═══ MATERIAL SHOWN

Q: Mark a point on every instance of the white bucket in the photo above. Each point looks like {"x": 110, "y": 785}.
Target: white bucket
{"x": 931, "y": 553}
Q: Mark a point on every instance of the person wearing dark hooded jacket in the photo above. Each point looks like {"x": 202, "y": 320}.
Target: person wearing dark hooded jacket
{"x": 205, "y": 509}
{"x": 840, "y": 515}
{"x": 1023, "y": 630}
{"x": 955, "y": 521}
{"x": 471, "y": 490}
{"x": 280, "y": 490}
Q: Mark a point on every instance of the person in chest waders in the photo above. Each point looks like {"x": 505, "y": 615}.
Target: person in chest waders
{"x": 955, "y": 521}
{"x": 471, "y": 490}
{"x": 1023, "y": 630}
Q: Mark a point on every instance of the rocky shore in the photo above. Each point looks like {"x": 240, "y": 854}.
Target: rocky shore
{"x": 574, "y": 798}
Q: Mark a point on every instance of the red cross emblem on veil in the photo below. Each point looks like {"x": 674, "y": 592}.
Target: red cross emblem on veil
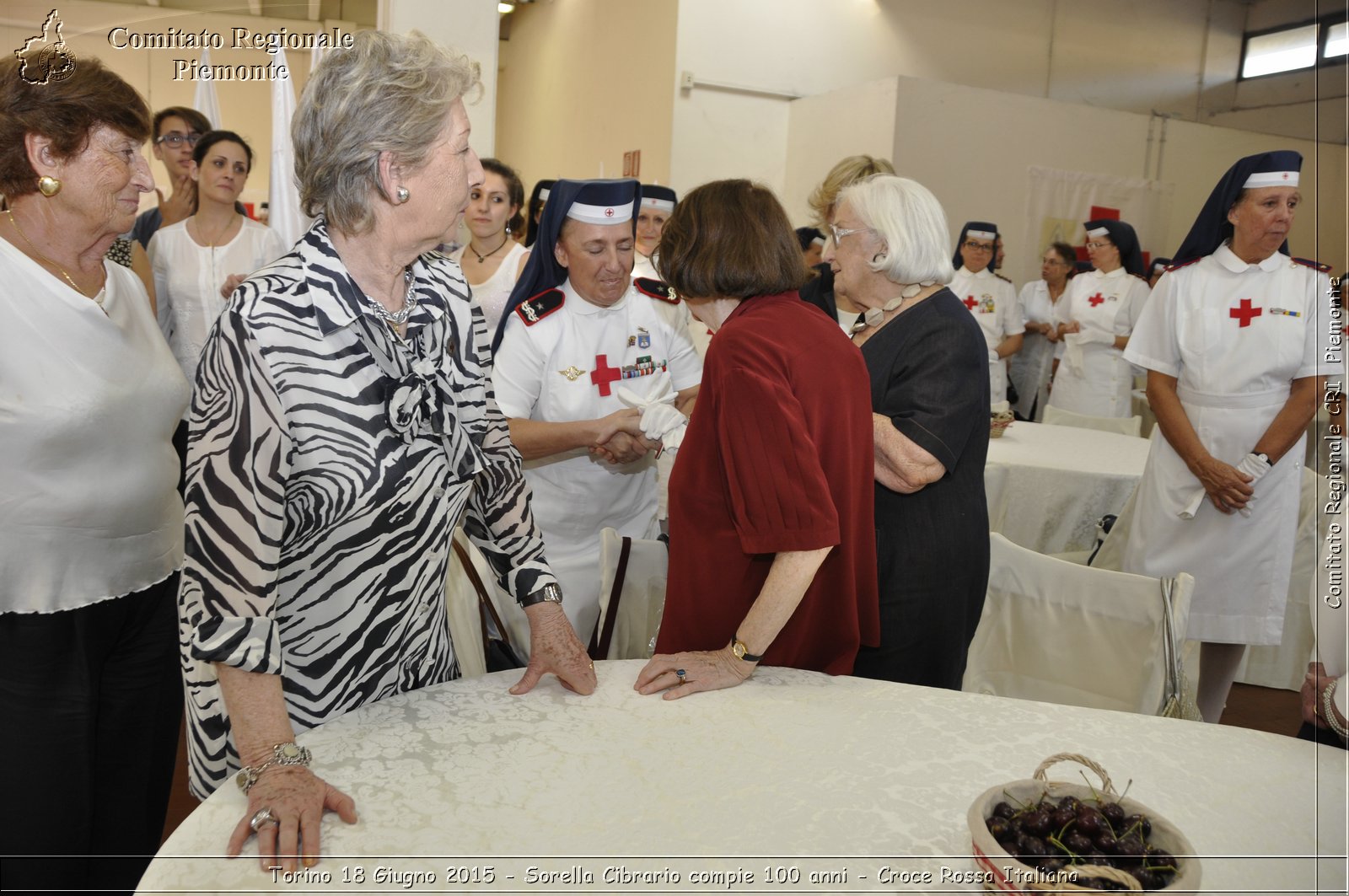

══════

REQUIRED TASK → Leave every image out, and retype the material exactly.

FULL ANSWER →
Q: Mark a point on every instance of the white bucket in the photo above. Each point looks like {"x": 110, "y": 785}.
Target: white bucket
{"x": 931, "y": 553}
Q: Mark a point on every instance of the person wearing dark hooded jacket in the photo above. Each point looks like {"x": 202, "y": 320}.
Target: person wearing dark hooded jacket
{"x": 205, "y": 509}
{"x": 840, "y": 515}
{"x": 1023, "y": 630}
{"x": 955, "y": 521}
{"x": 471, "y": 490}
{"x": 280, "y": 490}
Q: Mark a point on every instance of the person in chest waders in the photo above. Each point looks like {"x": 505, "y": 615}.
Target: person in chest waders
{"x": 955, "y": 521}
{"x": 471, "y": 490}
{"x": 1023, "y": 630}
Q: Mark a point on every instance of the rocky shore in the photo above. Each point looks like {"x": 240, "y": 854}.
Target: rocky shore
{"x": 574, "y": 798}
Q: Mark a point on every instance of the red cross emblem on veil in the photo below. Each point looks like {"x": 674, "y": 592}.
Target: red cross emblem on veil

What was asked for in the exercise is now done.